>> Start THE INPUT
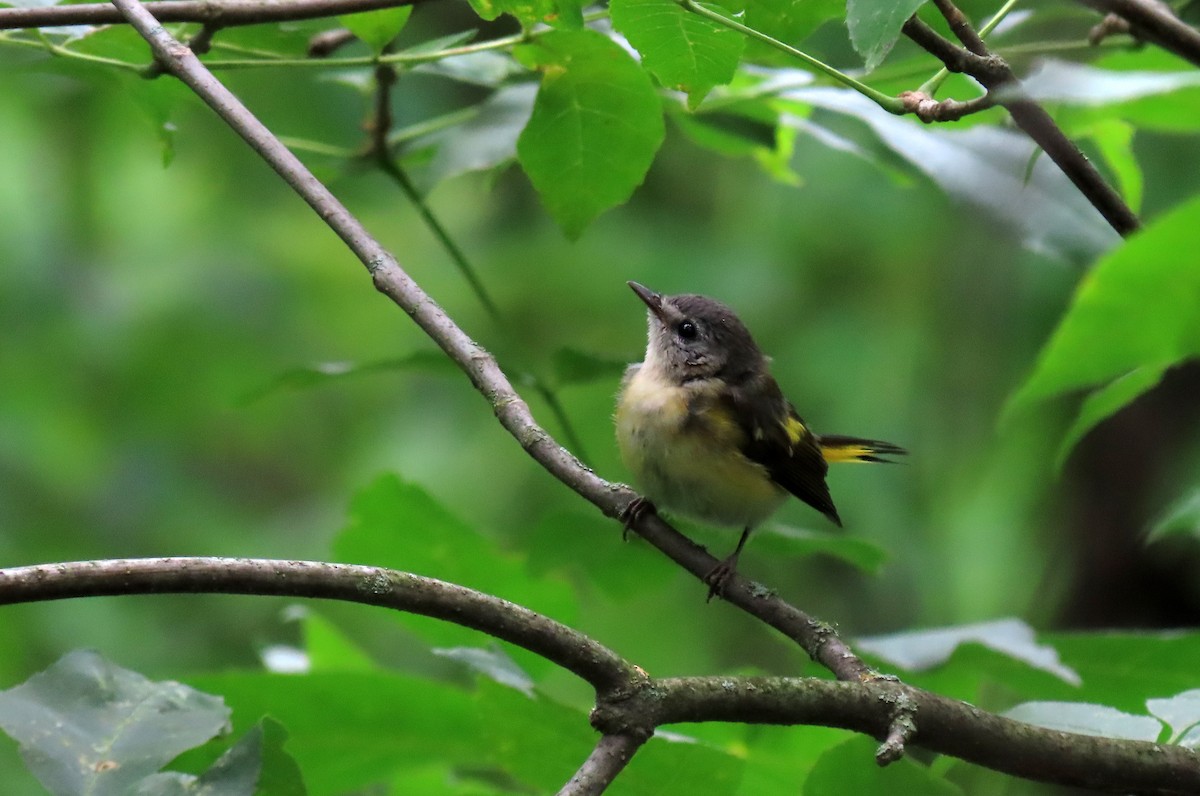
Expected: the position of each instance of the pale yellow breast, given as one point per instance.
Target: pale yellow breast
(687, 464)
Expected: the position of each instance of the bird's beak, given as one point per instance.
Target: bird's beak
(653, 300)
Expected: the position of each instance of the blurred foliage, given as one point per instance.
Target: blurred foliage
(174, 345)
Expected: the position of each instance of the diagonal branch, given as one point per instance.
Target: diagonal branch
(994, 73)
(219, 13)
(600, 666)
(1153, 22)
(816, 638)
(609, 759)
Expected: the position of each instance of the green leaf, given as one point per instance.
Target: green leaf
(377, 29)
(491, 663)
(532, 12)
(684, 51)
(321, 373)
(850, 770)
(88, 726)
(1087, 719)
(916, 650)
(875, 27)
(330, 650)
(1135, 310)
(575, 366)
(787, 21)
(1180, 712)
(1114, 138)
(1104, 402)
(595, 126)
(1183, 518)
(399, 525)
(349, 730)
(798, 543)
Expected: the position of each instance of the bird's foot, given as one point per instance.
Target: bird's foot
(719, 575)
(637, 508)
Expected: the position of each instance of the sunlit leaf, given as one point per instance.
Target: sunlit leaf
(1181, 519)
(1180, 712)
(918, 650)
(1135, 310)
(595, 126)
(987, 167)
(377, 28)
(684, 51)
(88, 726)
(875, 27)
(1087, 719)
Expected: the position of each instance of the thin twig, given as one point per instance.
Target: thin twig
(604, 669)
(994, 73)
(610, 756)
(816, 638)
(226, 13)
(1155, 22)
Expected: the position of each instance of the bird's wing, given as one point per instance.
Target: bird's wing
(778, 438)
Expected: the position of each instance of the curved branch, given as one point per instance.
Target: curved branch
(816, 638)
(941, 725)
(1155, 22)
(219, 13)
(600, 666)
(612, 753)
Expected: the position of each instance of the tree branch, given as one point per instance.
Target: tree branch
(600, 666)
(994, 73)
(942, 725)
(1156, 23)
(609, 759)
(816, 638)
(629, 704)
(220, 13)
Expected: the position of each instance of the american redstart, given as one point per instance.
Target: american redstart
(707, 432)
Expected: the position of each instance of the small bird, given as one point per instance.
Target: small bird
(707, 432)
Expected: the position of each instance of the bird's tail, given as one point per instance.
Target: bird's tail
(837, 448)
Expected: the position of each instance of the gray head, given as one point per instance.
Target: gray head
(694, 337)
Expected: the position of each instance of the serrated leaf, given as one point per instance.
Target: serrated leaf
(1182, 518)
(917, 650)
(1087, 719)
(1137, 309)
(684, 51)
(850, 770)
(575, 366)
(595, 126)
(875, 27)
(88, 726)
(377, 29)
(1107, 401)
(1180, 712)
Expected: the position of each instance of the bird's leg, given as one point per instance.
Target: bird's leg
(721, 573)
(636, 509)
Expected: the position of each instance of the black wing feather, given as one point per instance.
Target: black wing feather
(799, 467)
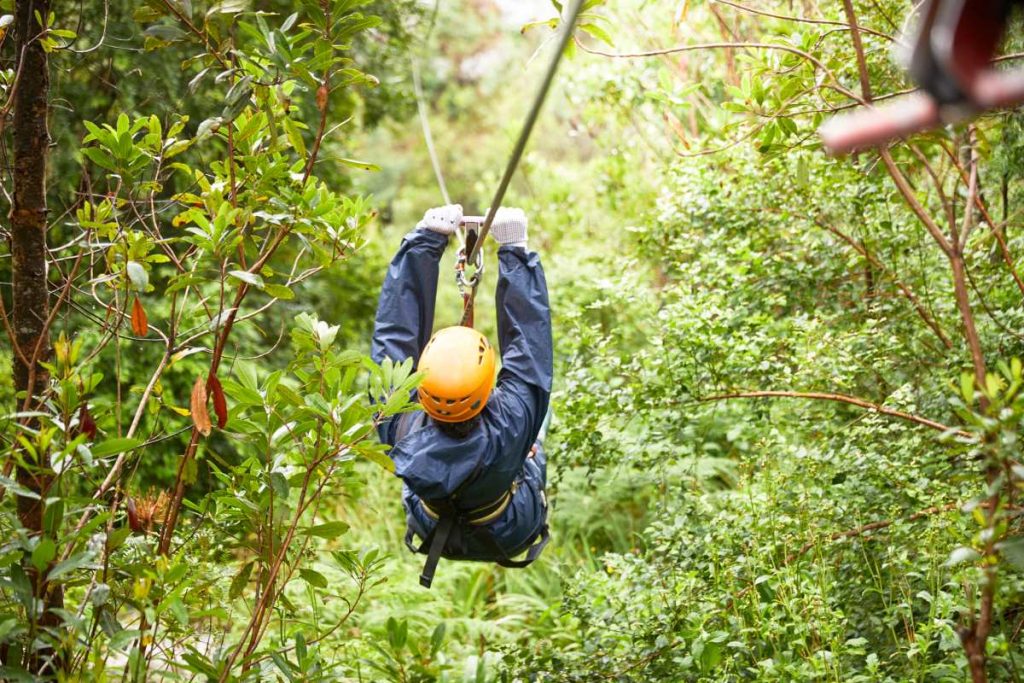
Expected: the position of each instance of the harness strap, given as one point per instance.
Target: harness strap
(534, 552)
(482, 515)
(440, 535)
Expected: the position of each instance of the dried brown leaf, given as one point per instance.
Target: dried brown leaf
(219, 403)
(139, 323)
(201, 417)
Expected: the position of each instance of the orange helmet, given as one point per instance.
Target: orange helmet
(460, 373)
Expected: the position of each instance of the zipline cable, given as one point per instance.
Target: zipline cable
(428, 138)
(421, 105)
(567, 29)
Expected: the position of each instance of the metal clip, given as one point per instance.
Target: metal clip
(472, 225)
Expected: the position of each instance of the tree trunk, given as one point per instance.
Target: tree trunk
(31, 296)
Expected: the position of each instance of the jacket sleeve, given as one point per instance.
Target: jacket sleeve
(406, 310)
(523, 391)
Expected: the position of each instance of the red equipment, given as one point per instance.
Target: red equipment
(951, 60)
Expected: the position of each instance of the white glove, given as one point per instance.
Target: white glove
(442, 219)
(509, 227)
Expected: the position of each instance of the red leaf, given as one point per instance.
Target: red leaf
(133, 521)
(86, 424)
(139, 324)
(219, 403)
(201, 417)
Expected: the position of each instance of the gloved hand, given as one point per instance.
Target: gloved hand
(509, 227)
(442, 219)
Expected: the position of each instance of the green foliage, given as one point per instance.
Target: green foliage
(211, 189)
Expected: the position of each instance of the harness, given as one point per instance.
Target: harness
(472, 523)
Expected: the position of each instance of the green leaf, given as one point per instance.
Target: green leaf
(294, 134)
(354, 163)
(100, 158)
(240, 581)
(17, 489)
(314, 579)
(280, 292)
(74, 562)
(1013, 552)
(137, 275)
(43, 553)
(248, 278)
(963, 555)
(376, 454)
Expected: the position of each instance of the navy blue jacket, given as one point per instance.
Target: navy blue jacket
(433, 465)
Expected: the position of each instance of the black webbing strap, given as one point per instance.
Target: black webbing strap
(440, 535)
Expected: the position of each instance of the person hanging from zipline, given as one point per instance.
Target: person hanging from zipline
(472, 467)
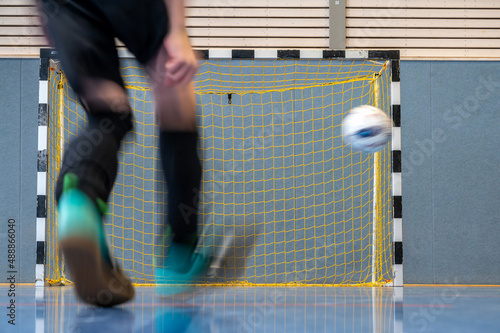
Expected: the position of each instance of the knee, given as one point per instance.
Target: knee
(101, 95)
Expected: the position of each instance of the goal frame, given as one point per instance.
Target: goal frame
(274, 54)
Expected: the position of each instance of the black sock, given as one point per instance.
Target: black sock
(92, 155)
(182, 169)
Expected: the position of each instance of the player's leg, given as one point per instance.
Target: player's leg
(88, 56)
(176, 116)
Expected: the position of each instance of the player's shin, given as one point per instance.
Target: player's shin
(92, 155)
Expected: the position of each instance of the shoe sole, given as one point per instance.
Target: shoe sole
(96, 282)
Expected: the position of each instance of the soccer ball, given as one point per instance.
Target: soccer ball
(367, 128)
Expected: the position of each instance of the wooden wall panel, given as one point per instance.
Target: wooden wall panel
(421, 29)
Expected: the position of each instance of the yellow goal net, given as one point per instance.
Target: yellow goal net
(284, 201)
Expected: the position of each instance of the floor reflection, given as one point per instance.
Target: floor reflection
(214, 310)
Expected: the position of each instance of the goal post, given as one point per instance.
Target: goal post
(301, 207)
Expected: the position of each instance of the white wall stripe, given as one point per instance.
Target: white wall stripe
(220, 53)
(396, 138)
(311, 54)
(396, 183)
(41, 188)
(43, 92)
(356, 54)
(395, 93)
(266, 54)
(42, 137)
(40, 229)
(398, 230)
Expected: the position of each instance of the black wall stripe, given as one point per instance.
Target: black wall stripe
(396, 161)
(203, 54)
(41, 210)
(398, 253)
(40, 252)
(243, 54)
(288, 54)
(396, 115)
(384, 54)
(331, 54)
(44, 69)
(42, 161)
(395, 70)
(397, 206)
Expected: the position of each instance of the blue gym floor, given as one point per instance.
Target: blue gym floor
(259, 309)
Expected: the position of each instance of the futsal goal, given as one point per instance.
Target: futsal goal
(284, 200)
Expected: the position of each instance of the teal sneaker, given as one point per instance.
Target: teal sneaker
(181, 268)
(98, 279)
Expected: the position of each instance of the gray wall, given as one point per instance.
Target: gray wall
(18, 163)
(451, 154)
(451, 181)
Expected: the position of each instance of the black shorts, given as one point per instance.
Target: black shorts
(83, 33)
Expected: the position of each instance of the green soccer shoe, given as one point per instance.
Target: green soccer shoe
(181, 269)
(98, 279)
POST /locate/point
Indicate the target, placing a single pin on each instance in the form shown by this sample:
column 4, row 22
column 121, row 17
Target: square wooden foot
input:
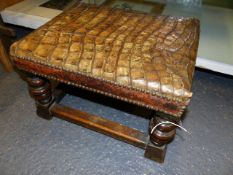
column 156, row 153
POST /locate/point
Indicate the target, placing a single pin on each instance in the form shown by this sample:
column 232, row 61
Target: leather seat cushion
column 151, row 54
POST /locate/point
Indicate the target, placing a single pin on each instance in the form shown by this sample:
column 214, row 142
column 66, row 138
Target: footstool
column 138, row 58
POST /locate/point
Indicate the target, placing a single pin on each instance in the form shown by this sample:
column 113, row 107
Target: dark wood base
column 47, row 102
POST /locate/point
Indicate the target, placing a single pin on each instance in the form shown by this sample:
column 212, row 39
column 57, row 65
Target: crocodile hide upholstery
column 151, row 54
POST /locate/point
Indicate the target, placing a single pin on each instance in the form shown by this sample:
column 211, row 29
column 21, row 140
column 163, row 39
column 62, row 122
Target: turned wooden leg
column 40, row 90
column 159, row 138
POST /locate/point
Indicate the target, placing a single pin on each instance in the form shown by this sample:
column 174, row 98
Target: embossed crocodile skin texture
column 154, row 54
>> End THE INPUT
§ REQUIRED TASK: Pull out every line above that contains the string "feather", copying each one in full.

§ WORKED ANSWER:
Expected: the position of each instance of the black wing feather, given as one point per instance.
Target: black wing feather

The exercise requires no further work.